# start of LISTING

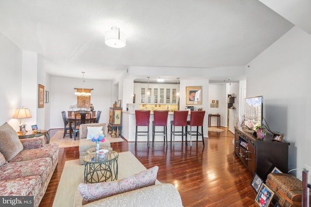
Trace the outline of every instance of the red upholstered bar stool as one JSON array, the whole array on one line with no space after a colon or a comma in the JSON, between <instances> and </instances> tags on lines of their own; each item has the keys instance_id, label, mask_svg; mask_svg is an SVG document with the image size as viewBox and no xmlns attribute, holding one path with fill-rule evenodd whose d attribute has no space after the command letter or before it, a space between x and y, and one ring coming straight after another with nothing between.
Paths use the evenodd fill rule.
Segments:
<instances>
[{"instance_id":1,"label":"red upholstered bar stool","mask_svg":"<svg viewBox=\"0 0 311 207\"><path fill-rule=\"evenodd\" d=\"M156 135L163 135L165 143L166 138L166 146L167 146L167 117L169 116L169 111L154 111L154 121L152 121L152 146L155 146L155 136L156 133L161 133ZM163 131L156 131L156 126L163 127Z\"/></svg>"},{"instance_id":2,"label":"red upholstered bar stool","mask_svg":"<svg viewBox=\"0 0 311 207\"><path fill-rule=\"evenodd\" d=\"M149 147L149 122L150 120L150 111L135 110L136 120L136 132L135 134L135 146L137 145L137 136L147 136L148 147ZM138 131L138 127L147 127L147 131ZM142 133L143 134L138 134Z\"/></svg>"},{"instance_id":3,"label":"red upholstered bar stool","mask_svg":"<svg viewBox=\"0 0 311 207\"><path fill-rule=\"evenodd\" d=\"M174 111L173 120L171 121L171 142L172 135L173 137L173 145L175 143L175 135L181 136L182 141L184 141L184 135L187 136L187 119L188 117L188 111ZM173 126L174 126L173 127ZM175 131L175 127L181 127L181 131ZM184 131L184 127L186 127L186 131ZM187 137L186 138L187 144Z\"/></svg>"},{"instance_id":4,"label":"red upholstered bar stool","mask_svg":"<svg viewBox=\"0 0 311 207\"><path fill-rule=\"evenodd\" d=\"M205 111L191 111L190 112L190 120L187 121L187 127L190 126L190 131L186 129L187 135L190 134L190 146L191 146L191 136L196 135L196 141L198 141L199 135L202 136L203 145L204 145L204 138L203 137L203 120L204 120ZM196 131L192 131L192 127L196 127ZM201 132L199 132L199 127L201 127ZM186 142L187 143L187 135L186 136Z\"/></svg>"}]
</instances>

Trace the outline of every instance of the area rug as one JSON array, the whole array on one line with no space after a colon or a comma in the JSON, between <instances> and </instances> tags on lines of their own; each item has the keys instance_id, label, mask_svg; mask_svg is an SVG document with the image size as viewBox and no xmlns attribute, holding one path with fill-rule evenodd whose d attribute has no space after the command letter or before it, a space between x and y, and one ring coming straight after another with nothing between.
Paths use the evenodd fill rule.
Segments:
<instances>
[{"instance_id":1,"label":"area rug","mask_svg":"<svg viewBox=\"0 0 311 207\"><path fill-rule=\"evenodd\" d=\"M84 183L84 165L79 164L79 159L66 161L59 181L53 207L73 206L74 193L78 185ZM121 152L118 160L118 179L140 173L147 169L131 152ZM157 180L156 184L160 182Z\"/></svg>"},{"instance_id":2,"label":"area rug","mask_svg":"<svg viewBox=\"0 0 311 207\"><path fill-rule=\"evenodd\" d=\"M224 132L225 130L219 128L208 127L208 132Z\"/></svg>"},{"instance_id":3,"label":"area rug","mask_svg":"<svg viewBox=\"0 0 311 207\"><path fill-rule=\"evenodd\" d=\"M74 140L73 137L70 138L69 134L66 134L64 137L64 130L57 131L50 140L50 143L58 143L59 147L69 147L71 146L79 146L79 136L76 137L76 140ZM107 133L105 139L109 141L110 143L116 143L118 142L123 142L124 139L121 138L112 138L110 134Z\"/></svg>"}]
</instances>

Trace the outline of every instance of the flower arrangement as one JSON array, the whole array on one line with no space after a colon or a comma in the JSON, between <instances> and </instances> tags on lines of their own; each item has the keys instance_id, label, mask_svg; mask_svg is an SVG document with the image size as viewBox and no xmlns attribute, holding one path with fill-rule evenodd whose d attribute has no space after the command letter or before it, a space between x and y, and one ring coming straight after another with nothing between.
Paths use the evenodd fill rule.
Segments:
<instances>
[{"instance_id":1,"label":"flower arrangement","mask_svg":"<svg viewBox=\"0 0 311 207\"><path fill-rule=\"evenodd\" d=\"M104 134L103 130L100 131L99 133L97 134L90 134L89 138L91 138L92 142L102 142L105 141L105 135Z\"/></svg>"},{"instance_id":2,"label":"flower arrangement","mask_svg":"<svg viewBox=\"0 0 311 207\"><path fill-rule=\"evenodd\" d=\"M267 135L266 128L263 126L258 126L256 127L257 139L259 140L263 140L264 136Z\"/></svg>"}]
</instances>

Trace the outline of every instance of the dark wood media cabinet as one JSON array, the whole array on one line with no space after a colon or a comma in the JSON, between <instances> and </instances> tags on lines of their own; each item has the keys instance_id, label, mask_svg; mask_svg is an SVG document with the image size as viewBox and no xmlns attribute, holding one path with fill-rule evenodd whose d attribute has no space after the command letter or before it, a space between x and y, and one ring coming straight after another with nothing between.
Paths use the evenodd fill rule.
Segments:
<instances>
[{"instance_id":1,"label":"dark wood media cabinet","mask_svg":"<svg viewBox=\"0 0 311 207\"><path fill-rule=\"evenodd\" d=\"M275 167L287 173L289 143L273 141L268 134L259 140L241 127L234 128L234 152L253 175L265 181Z\"/></svg>"}]
</instances>

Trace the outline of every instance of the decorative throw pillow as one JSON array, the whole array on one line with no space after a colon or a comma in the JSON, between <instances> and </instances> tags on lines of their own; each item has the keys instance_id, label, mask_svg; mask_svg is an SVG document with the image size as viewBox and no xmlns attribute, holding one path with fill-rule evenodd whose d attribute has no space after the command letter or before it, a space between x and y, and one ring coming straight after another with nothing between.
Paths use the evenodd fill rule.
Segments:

# end of LISTING

→ **SET EXERCISE**
Please reproduce, word for word, the stretch of the items above from the line containing "Trace the outline of every instance of the decorative" through the end of the items.

→ **SOLUTION BELOW**
Trace the outline of every instance of the decorative throw pillow as one JSON array, the whole array on one line with no space after a colon or a comma in the JSON, between <instances> and </instances> tags on lines of their own; each item has the keys instance_id, label, mask_svg; mask_svg is an SVG document with the image size as viewBox and no xmlns attribute, holding one path with fill-rule evenodd whose d attribute has no space after the command letter or before it, a space between x and y, and one ring coming straight after another with nothing between.
Paths use the evenodd fill rule.
Segments:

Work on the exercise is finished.